Written exercise: Starting at the line that contains "Could you confirm whether the white baseboard" and stopping after the end of the records, write out every line again, requests included. Multiply each bounding-box coordinate in the answers by 0.45 and round it to a whole number, with halves rounding up, but leave the requests and their format lines unchanged.
:: Data section ::
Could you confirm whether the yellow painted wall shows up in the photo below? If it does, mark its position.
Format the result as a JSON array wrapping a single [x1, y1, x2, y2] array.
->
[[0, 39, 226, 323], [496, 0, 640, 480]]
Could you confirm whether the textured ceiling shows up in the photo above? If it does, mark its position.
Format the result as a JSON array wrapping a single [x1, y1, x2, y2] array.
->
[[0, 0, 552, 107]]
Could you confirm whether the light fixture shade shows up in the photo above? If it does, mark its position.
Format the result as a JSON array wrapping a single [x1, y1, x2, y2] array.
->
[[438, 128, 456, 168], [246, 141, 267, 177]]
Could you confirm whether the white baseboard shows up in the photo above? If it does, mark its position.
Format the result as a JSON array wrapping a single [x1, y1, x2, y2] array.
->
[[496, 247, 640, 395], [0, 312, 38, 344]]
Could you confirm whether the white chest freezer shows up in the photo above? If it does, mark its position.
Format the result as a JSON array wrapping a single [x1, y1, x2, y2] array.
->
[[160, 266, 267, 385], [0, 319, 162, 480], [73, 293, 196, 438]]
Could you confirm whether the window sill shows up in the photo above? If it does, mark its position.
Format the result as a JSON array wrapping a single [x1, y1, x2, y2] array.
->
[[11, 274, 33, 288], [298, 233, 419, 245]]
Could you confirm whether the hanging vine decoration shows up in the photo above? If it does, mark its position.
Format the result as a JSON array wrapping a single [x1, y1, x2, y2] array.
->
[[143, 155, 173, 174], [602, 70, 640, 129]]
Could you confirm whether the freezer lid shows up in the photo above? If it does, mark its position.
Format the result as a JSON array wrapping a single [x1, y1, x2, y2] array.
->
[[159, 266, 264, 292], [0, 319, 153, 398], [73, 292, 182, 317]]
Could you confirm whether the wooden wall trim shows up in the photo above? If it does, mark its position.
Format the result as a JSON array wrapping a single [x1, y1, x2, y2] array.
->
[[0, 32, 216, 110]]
:::
Response to the task:
Could you confirm whether the white baseboard shows up in the photo above? If it does, mark its position.
Format the result as a JSON array wrapping a single [x1, y1, x2, y2] array.
->
[[223, 111, 288, 178], [0, 140, 17, 155]]
Could you confirm whether the white chest freezer shows up in the photo above? If it does, mark its position.
Format the result as a JSON array wrapping a single [x1, y1, x2, y2] array.
->
[[72, 120, 120, 173], [0, 144, 73, 216], [33, 132, 88, 197]]
Could you confirm whether the window sill shows up in the photo above? If it does, mark its position.
Format the result as a JSON array wrapping a single [x1, y1, x2, y2] array.
->
[[5, 123, 15, 130], [134, 105, 189, 110]]
Could you confirm whether the hanging vine decoration shows up in the photo above? If it does, mark its position.
Format the result as a JSON array wrapping a single [x1, y1, x2, y2] array.
->
[[64, 70, 78, 78], [271, 32, 288, 58]]
Could you confirm whether the freezer lid shows up in the photo above? If it does, mark its position.
Format the result as a JSON array wrapping a single [x1, y1, x2, y2] array.
->
[[72, 120, 119, 131], [0, 144, 69, 179], [33, 131, 82, 143]]
Could you confirm whether the wooden wall trim shows up in the photo above? If it does, mark its position.
Format the result as a JSON array wrapping a single [x1, y1, x2, y2] array.
->
[[0, 14, 97, 50]]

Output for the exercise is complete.